» **Work to complete**
Print the complete set of entries exactly.
### Data to process ###
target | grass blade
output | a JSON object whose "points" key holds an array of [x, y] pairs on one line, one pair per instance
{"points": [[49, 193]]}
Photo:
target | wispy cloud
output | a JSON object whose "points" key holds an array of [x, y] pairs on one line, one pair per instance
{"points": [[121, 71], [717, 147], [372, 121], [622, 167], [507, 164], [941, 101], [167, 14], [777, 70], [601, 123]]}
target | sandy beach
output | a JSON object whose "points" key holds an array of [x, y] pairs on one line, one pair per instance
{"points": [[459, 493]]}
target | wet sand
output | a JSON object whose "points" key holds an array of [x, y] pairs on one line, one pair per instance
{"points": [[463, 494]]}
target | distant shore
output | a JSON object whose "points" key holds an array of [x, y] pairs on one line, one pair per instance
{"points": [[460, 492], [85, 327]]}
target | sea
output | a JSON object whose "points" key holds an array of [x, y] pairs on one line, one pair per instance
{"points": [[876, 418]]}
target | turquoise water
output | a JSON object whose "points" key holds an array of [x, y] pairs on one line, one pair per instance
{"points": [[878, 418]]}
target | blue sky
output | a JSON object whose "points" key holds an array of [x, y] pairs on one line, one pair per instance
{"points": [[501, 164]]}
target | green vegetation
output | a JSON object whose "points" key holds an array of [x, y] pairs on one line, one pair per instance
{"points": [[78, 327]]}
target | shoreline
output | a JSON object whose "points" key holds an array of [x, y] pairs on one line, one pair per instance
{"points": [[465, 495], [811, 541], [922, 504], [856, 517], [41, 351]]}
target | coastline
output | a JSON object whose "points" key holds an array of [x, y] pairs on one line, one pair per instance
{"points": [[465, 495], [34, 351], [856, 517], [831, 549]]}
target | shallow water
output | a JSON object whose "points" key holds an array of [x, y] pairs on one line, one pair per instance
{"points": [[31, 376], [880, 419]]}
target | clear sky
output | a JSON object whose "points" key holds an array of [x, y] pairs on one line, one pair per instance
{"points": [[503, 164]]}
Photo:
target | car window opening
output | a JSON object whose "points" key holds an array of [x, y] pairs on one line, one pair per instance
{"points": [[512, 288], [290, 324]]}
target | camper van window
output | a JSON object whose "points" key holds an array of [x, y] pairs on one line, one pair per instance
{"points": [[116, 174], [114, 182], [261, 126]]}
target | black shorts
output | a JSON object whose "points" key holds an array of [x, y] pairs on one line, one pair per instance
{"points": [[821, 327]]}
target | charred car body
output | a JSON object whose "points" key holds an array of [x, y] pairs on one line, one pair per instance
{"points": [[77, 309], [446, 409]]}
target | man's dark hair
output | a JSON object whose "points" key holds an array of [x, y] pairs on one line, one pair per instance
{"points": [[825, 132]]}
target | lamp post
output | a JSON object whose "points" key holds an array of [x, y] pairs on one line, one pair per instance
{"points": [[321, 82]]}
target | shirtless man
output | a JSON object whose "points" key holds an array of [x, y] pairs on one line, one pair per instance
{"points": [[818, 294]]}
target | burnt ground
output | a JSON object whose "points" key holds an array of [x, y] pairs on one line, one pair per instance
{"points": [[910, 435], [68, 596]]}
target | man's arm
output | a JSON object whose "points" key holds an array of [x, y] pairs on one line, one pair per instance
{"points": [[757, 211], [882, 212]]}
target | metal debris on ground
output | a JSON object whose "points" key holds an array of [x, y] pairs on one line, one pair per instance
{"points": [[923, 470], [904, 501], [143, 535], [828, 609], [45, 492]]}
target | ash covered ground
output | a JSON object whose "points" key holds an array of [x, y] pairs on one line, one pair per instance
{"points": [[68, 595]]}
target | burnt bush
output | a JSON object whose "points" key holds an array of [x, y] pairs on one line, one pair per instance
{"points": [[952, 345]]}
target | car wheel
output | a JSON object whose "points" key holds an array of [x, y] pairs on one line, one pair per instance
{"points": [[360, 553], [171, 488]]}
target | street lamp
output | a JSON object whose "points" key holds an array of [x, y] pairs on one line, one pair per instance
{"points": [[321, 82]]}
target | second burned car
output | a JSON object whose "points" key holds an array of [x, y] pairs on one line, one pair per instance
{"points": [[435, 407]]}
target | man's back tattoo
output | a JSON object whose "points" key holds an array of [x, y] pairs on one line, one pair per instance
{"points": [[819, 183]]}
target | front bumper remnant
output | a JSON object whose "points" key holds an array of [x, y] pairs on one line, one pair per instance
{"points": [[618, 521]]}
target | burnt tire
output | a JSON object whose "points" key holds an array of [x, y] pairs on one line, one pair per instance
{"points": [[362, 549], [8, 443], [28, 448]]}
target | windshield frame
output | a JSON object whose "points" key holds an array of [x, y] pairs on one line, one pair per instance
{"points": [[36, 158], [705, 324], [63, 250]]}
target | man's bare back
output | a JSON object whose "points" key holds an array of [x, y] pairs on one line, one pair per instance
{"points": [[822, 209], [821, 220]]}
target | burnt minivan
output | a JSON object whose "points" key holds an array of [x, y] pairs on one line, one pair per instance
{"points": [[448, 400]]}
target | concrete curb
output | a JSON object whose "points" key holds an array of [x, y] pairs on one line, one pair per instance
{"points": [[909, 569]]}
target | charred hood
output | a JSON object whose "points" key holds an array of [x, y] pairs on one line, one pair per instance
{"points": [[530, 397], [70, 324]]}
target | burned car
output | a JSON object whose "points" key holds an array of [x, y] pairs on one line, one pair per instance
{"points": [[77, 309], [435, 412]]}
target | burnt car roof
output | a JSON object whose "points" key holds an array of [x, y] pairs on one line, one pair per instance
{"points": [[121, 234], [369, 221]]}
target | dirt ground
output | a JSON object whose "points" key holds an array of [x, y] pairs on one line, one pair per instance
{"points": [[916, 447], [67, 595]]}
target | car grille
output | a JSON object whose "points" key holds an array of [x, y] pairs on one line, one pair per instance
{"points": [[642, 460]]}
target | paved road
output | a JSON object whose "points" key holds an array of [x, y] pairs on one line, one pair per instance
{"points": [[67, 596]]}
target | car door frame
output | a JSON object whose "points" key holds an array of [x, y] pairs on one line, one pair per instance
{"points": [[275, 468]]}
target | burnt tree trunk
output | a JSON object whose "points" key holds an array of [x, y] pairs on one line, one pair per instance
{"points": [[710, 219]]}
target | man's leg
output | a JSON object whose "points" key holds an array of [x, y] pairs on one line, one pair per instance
###
» **Written answer**
target | grass blade
output | a JSON object whose "points" key holds an array of [x, y] pairs on one line, one pair per instance
{"points": [[49, 193]]}
Photo:
target | wispy cloud
output | a JSON object whose "points" key holds an array of [x, y] pairs on one line, one pair per instance
{"points": [[121, 71], [717, 147], [372, 121], [622, 167], [507, 164], [941, 101], [167, 14], [777, 70], [601, 123]]}
target | sandy beach
output | a JSON object whose "points" key holds an array of [x, y] pairs on one line, one pair per instance
{"points": [[459, 493]]}
target | wet sand
output | a JSON object whose "points" key holds an array of [x, y] pairs on one line, one pair per instance
{"points": [[463, 494]]}
target | distant shore
output | a JSON object whose "points" key holds an array of [x, y] pairs on one line, one pair per instance
{"points": [[460, 492], [85, 327]]}
target | sea
output | a JSON object whose "points" key holds an array of [x, y] pairs on one line, one pair per instance
{"points": [[876, 418]]}
target | turquoise water
output | a JSON object whose "points" key holds an array of [x, y] pairs on one line, one pair per instance
{"points": [[878, 418]]}
target | blue sky
output | a JSON object whose "points" key holds an array of [x, y] pairs on one line, one pair per instance
{"points": [[501, 164]]}
target | green vegetation
output | a JSON object whose "points" key holds an array of [x, y] pairs on one line, one pair per instance
{"points": [[78, 327]]}
target | shoreline
output | a JSON object whose "points" key holds an array of [x, y] pairs on one line, one pair per instance
{"points": [[465, 495], [811, 541], [922, 504], [856, 517], [41, 351]]}
target | coastline
output | a JSON object whose "points" key holds an array of [x, y] pairs on one line, one pair per instance
{"points": [[465, 495], [34, 351], [856, 517], [831, 549]]}
target | shallow water
output | a JSON object whose "points" key holds an array of [x, y] pairs on one line, one pair per instance
{"points": [[31, 376], [880, 419]]}
target | clear sky
output | a JSON object whose "points" key holds an array of [x, y] pairs on one line, one pair per instance
{"points": [[503, 164]]}
Photo:
target | car window opening
output | a JSON object whose "points" key holds an array of [x, y] pairs on one line, one pair per instance
{"points": [[512, 288], [290, 324]]}
target | camper van window
output | a JSON object whose "points" key holds an array of [x, y] pairs on one line, one pair per instance
{"points": [[116, 174], [114, 182], [261, 126]]}
target | black shorts
output | a JSON object whose "points" key holds an array of [x, y] pairs on one line, one pair per instance
{"points": [[821, 327]]}
target | charred car body
output | a JSON object whose "points" key holds an array of [x, y] pairs on one line, one pair per instance
{"points": [[77, 309], [446, 409]]}
target | man's dark hair
output | a JSON object whose "points" key holds an array of [x, y] pairs on one line, one pair per instance
{"points": [[825, 132]]}
target | lamp post
output | a JSON object whose "points" key holds an array of [x, y] pairs on one line, one pair per instance
{"points": [[321, 82]]}
target | shirtless man
output | a JSON object whose "points" key holds an array of [x, y] pairs on one line, one pair per instance
{"points": [[818, 294]]}
target | burnt ground
output | a JSON object whose "points" key holds an array of [x, y] pairs on one line, one pair per instance
{"points": [[910, 435], [68, 596]]}
target | man's arm
output | a JSON object whose "points" key holds an array of [x, y] pairs on one line, one pair per instance
{"points": [[757, 211], [882, 212]]}
target | metal debris on ground
output | a JSON object whose "points" key holds an array of [x, y] pairs on one line, one pair per instance
{"points": [[923, 470], [904, 501], [143, 535], [828, 609], [45, 492]]}
target | ash covered ground
output | a JSON object whose "points" key holds an array of [x, y] pairs on one line, one pair per instance
{"points": [[68, 595]]}
target | burnt bush
output | a JSON object whose "points" key holds an array of [x, y] pairs on one line, one pair per instance
{"points": [[952, 345]]}
target | car wheel
output | a JSON object whose "points" key holds an array of [x, y] pairs on one line, one pair per instance
{"points": [[360, 553], [171, 488]]}
target | street lamp
output | a JSON object whose "points" key holds an array of [x, y] pairs on one line, one pair per instance
{"points": [[321, 82]]}
target | second burned car
output | a JSON object whose "points" key holds an array of [x, y] pairs on one line, one pair per instance
{"points": [[435, 407]]}
target | man's back tattoo
output | a JSON object whose "points" key holds an array of [x, y] pairs on one line, one pair per instance
{"points": [[819, 183]]}
target | front bumper remnant
output | a JSON object whose "points" key holds an array of [x, y] pairs on one line, one pair per instance
{"points": [[618, 521]]}
target | burnt tire
output | a JSON object whose "points" key holds an array of [x, y] pairs on one line, one pair per instance
{"points": [[362, 549], [8, 443], [28, 448]]}
target | windshield frame
output | a JSON object whose "points" key holds an array of [x, y] pairs on one line, one pair per instance
{"points": [[36, 158], [705, 324], [63, 250]]}
target | man's bare back
output | a JSON object whose "points" key holds an array of [x, y] pairs on one line, one pair per instance
{"points": [[822, 209], [821, 220]]}
target | burnt minivan
output | a JSON object whose "points" key holds an array of [x, y] pairs on one line, one pair per instance
{"points": [[448, 400]]}
target | concrete curb
output | a JSON object whose "points" key holds an array of [x, y] pairs on one line, one pair per instance
{"points": [[909, 569]]}
target | charred hood
output | a JSON object whose "points" key holds an array of [x, y] pairs on one line, one pair per instance
{"points": [[530, 397], [70, 324]]}
target | burned car
output | a JSON object whose "points" key holds an array of [x, y] pairs on one line, one pair per instance
{"points": [[77, 309], [435, 412]]}
target | burnt car roof
output | a JSON object whose "points" key holds an array of [x, y] pairs on one line, one pair per instance
{"points": [[121, 234], [369, 221]]}
target | dirt ground
output | a JSON object whose "points" key holds an array of [x, y] pairs on one line, one pair per instance
{"points": [[916, 447], [67, 595]]}
target | car grille
output | a JSON object whose "points" key holds an array of [x, y] pairs on one line, one pair per instance
{"points": [[642, 460]]}
target | paved road
output | a JSON object whose "points" key holds an array of [x, y] pairs on one line, one pair per instance
{"points": [[67, 596]]}
target | car door frame
output | a JSON object whose "points" key holds an array of [x, y] pairs on one line, one pair per instance
{"points": [[275, 468]]}
target | burnt tree trunk
output | a JSON object whose "points" key holds an array of [x, y] pairs on one line, one pair per instance
{"points": [[710, 219]]}
target | man's leg
output | a JSON object whose "points" key holds an array of [x, y] pairs on one line, one pair per instance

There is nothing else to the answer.